The exercise »
Copy out all of the material below word for word, with every line unchanged and in the same order.

Task input »

┏━━

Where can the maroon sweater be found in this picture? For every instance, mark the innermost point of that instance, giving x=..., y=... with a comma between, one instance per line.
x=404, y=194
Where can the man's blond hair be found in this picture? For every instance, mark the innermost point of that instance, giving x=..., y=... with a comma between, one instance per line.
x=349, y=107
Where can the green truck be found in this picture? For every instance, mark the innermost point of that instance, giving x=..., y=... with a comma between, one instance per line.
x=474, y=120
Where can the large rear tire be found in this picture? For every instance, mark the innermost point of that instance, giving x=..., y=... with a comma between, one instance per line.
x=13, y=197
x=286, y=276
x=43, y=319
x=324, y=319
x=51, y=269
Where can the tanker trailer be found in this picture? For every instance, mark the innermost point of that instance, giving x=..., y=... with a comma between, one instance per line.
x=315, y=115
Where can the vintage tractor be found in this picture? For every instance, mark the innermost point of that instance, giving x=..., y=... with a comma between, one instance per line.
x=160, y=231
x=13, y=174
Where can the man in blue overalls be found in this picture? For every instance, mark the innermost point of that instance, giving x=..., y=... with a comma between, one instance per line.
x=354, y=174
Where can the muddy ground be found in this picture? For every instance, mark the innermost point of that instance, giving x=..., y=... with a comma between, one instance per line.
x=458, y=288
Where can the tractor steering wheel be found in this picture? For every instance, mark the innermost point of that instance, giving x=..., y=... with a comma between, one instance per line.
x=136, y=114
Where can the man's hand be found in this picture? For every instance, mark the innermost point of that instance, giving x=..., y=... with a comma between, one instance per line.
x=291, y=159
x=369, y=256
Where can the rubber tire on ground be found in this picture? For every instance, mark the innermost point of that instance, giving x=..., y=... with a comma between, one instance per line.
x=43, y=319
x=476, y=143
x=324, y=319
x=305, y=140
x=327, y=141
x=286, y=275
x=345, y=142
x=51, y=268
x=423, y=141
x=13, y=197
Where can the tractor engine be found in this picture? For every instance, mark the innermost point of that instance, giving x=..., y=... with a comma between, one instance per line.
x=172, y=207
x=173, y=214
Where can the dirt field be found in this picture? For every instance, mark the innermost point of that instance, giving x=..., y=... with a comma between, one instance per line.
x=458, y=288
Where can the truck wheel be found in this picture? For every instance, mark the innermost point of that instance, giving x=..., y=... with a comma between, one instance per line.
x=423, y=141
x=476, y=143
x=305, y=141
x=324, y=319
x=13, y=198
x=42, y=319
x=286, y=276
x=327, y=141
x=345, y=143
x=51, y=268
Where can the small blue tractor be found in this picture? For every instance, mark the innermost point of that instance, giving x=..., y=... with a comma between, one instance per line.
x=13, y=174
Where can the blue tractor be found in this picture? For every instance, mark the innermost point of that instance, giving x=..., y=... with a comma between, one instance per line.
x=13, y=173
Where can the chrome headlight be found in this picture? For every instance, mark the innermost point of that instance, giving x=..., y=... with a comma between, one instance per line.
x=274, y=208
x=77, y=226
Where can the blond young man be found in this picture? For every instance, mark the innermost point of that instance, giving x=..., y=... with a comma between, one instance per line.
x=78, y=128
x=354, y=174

┗━━

Output below »
Where can the maroon sweater be found in this picture? For every instance, mark the innermost point of that instance, giving x=..., y=... with a comma between, one instance per line.
x=404, y=194
Where can the man's blond hair be found in this picture? For every instance, mark the innermost point of that instance, giving x=..., y=... with a comma between, one instance per line.
x=349, y=107
Where can the green truck be found in this picture? For every instance, mark the innermost point of that instance, giving x=..., y=... with a comma between, one instance per line.
x=474, y=120
Where can the large rear tire be found in this picture? For every instance, mark the innermost point of that instance, giving x=..., y=... with a comma between, one instance per line.
x=13, y=197
x=286, y=276
x=43, y=319
x=324, y=319
x=51, y=269
Where can the tanker trailer be found in this picture? For every instance, mark the innermost point of that instance, giving x=..., y=... with a comma between, one instance per line.
x=315, y=115
Where can the vintage tractor be found in this picture? For every instance, mark the innermost point of that instance, giving x=..., y=... with a comma between, one instance per line.
x=160, y=231
x=13, y=174
Where can the man in blue overalls be found in this picture? For every instance, mark the innermost point of that instance, giving x=..., y=... with a comma between, one instance per line.
x=354, y=174
Where can the muddy ground be found in this picture? For every instance, mark the innermost point of that instance, giving x=..., y=... with a comma between, one instance per line.
x=458, y=288
Where can the tractor steering wheel be found in this picture? For every instance, mark the innermost point of that instance, giving x=..., y=... with a comma between, one instance per line.
x=136, y=114
Where can the man's hand be found in this picture? For every instance, mark the innermost point of that instance, giving x=..., y=... with a comma between, one instance per line.
x=291, y=159
x=369, y=256
Where can the rubber tire on ground be found in this picture? For every instance, mark the innermost point of that instance, giving x=..., y=... with a comma between, one instance per line.
x=43, y=319
x=476, y=143
x=324, y=319
x=305, y=140
x=327, y=141
x=286, y=275
x=345, y=142
x=51, y=268
x=423, y=141
x=13, y=197
Where can the tractor engine be found in this picture? For every instance, mark the innermost point of that instance, giving x=..., y=... with a comma between, one instance per line.
x=172, y=207
x=173, y=214
Where can the dirt field be found in this picture? For every instance, mark the innermost point of that instance, giving x=..., y=... with a comma between, one instance per line.
x=458, y=288
Where can the truck wheel be found in this picture? For every instance, mark the innermost point of that instance, giving x=..., y=... with a comma between, one instance per line.
x=423, y=141
x=476, y=143
x=305, y=141
x=324, y=319
x=13, y=198
x=42, y=319
x=286, y=276
x=327, y=141
x=345, y=143
x=51, y=268
Where can the small blue tractor be found in this picture? For every instance, mark the innermost point of that instance, giving x=..., y=... with a comma between, one instance per line.
x=13, y=174
Where can the blue tractor be found in this picture? For every instance, mark the innermost point of that instance, giving x=..., y=... with a comma between, one instance per line.
x=13, y=173
Where can the chrome headlight be found in this picture? For every instance, mark the innermost point of that instance, giving x=..., y=... with a comma between, one instance per line.
x=274, y=208
x=77, y=226
Where can the blond young man be found in this picture? For every instance, mark the innermost point of that instance, giving x=..., y=... with a comma between, one instance per line.
x=78, y=128
x=354, y=174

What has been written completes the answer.